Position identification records
========
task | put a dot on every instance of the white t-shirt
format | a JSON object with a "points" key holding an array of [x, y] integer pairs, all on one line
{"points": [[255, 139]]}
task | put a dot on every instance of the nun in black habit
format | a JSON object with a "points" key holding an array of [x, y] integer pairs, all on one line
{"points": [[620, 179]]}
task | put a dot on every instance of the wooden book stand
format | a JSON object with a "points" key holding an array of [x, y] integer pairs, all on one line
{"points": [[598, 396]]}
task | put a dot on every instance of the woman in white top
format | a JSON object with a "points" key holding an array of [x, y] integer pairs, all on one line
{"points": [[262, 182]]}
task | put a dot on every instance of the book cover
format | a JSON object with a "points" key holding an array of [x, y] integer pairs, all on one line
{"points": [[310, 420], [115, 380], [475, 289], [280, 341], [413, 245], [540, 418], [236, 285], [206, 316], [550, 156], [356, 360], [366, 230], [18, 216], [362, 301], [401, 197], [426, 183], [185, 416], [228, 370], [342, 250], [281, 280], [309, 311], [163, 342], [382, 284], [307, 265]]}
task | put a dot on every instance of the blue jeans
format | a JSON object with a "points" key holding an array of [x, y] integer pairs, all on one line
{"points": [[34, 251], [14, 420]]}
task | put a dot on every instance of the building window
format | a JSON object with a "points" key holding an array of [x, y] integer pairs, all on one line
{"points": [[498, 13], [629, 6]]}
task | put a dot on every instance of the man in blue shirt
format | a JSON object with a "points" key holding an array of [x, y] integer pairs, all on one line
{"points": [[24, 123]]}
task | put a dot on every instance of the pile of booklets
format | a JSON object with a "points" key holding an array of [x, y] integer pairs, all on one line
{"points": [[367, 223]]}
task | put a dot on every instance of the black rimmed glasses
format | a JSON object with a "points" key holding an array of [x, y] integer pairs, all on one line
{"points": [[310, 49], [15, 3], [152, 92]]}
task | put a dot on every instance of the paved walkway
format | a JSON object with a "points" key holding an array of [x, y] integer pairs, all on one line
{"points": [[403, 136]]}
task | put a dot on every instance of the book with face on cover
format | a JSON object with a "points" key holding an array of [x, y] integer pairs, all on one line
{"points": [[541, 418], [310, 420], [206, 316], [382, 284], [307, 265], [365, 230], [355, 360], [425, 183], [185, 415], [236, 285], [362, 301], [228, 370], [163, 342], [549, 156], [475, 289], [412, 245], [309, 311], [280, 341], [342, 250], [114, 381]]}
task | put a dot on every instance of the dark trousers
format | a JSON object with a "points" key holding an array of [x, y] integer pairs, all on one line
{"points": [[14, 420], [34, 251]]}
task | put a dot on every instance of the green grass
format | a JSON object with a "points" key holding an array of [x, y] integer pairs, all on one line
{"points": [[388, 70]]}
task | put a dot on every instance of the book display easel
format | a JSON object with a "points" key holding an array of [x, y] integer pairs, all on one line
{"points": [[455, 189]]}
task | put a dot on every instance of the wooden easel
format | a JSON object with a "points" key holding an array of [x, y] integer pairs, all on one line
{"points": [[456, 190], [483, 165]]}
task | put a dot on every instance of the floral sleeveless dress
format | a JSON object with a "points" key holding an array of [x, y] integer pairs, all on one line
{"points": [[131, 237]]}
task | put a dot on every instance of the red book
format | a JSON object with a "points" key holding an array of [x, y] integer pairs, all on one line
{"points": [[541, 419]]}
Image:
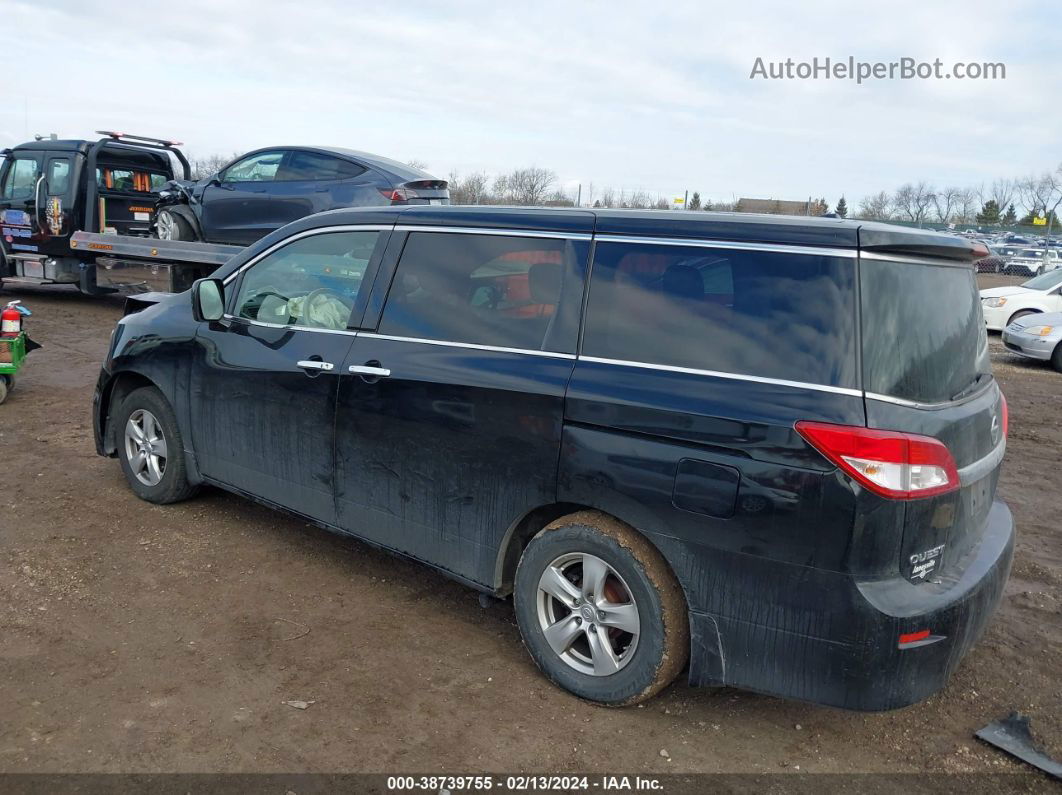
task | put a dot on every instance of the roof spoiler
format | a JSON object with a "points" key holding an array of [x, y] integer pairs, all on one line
========
**What you have to do**
Copy the records exactly as they appear, excluding images.

**Exercise answer**
task | put a dot on every instance of the white t-shirt
format | a JSON object with a "points" key holding an array of [x, y] integer pairs, all on one line
{"points": [[255, 139]]}
task | put a dot on every instance of the nun in black habit
format | a JSON object with a "points" key holding an array of [x, y] integer pairs, all on one line
{"points": [[620, 179]]}
task | put a dot on every instance of the wooden book stand
format | a JSON object with a "points" key holding an array of [x, y] integer pairs, all on one line
{"points": [[598, 396]]}
task | put a dot on every instance of the woman in white top
format | a JSON object with a "points" key holding an array of [x, y] integer pairs, all on one line
{"points": [[262, 182]]}
task | put a dot on every instance of the book cover
format | a JSON object with a "points" key holding an array of [x, y] integer pairs, all on one line
{"points": [[310, 420], [115, 380], [475, 289], [280, 341], [413, 245], [540, 418], [236, 285], [206, 316], [550, 156], [356, 360], [366, 230], [18, 216], [362, 301], [401, 197], [426, 183], [185, 416], [228, 370], [342, 250], [281, 280], [309, 311], [163, 342], [382, 284], [307, 265]]}
task | put a dot on every instance of the blue jeans
format | a JSON object with a "points" key holding an array of [x, y] integer pairs, all on one line
{"points": [[34, 251], [14, 420]]}
task | put a dot on every instance of the building window
format | a JSON object with a "points" key holding an array of [x, y] integer pairs, all on one line
{"points": [[498, 13], [629, 6]]}
task | put a dot on every instance of the man in blue shirt
format | a JSON object with a "points" key holding an array of [x, y] integer pairs, all on one line
{"points": [[24, 123]]}
task | put a dot on every instance of the pile of booklets
format | a JSON object with a "points" key holding an array of [x, y] integer pairs, all on one line
{"points": [[367, 223]]}
task | put a dot on every instance of the black rimmed glasses
format | a JSON object with a "points" key holding an array of [x, y] integer pairs, all on one line
{"points": [[310, 49], [15, 3], [152, 92]]}
task | put a dot on every instance of the paved walkway
format | a JSON object with a "points" key holding an array of [x, y] integer pairs, all on one line
{"points": [[403, 136]]}
task | put a dot on every instance of the book with face on cover
format | a JSON object with a "points" key holding an array of [x, y] integer pairs, all on one line
{"points": [[541, 418], [310, 420], [206, 316], [382, 284], [307, 265], [365, 230], [355, 360], [425, 183], [185, 415], [236, 285], [362, 301], [228, 370], [163, 342], [549, 156], [475, 289], [412, 245], [309, 311], [280, 341], [342, 250], [114, 381]]}
task | put a dot on every instance of the dark trousers
format | a JSON object with a "points" key holding an array of [x, y] integer pairs, all on one line
{"points": [[14, 420], [34, 251]]}
task | put a dot on every instance of the green grass
format | a JSON object with a "points" key holding an array of [x, y] integer pairs, all on one line
{"points": [[388, 70]]}
task | put a dot on every instance of the book display easel
format | a JSON object with a "points" key holding an array of [x, y] integer pairs, all on one line
{"points": [[455, 189]]}
task | put a dot on every instance of the wooden easel
format | a JSON object with a "points" key holding an array of [x, y] integer pairs, all on one line
{"points": [[456, 190], [483, 165]]}
task | put a dot on every instance of the floral sleeveless dress
format | a JSON object with a "points" key holding an array of [x, y] integer pairs, all on one line
{"points": [[131, 237]]}
task | put a dot on every instance of the red book
format | a JSON object with a "points" key holding an array of [x, y] integer pairs, all on one line
{"points": [[541, 419]]}
Image:
task | put a dot on every instance of the roof spoiler
format | a JSON object with a "points" key holding an array of [x, y] integer pairs, all on one line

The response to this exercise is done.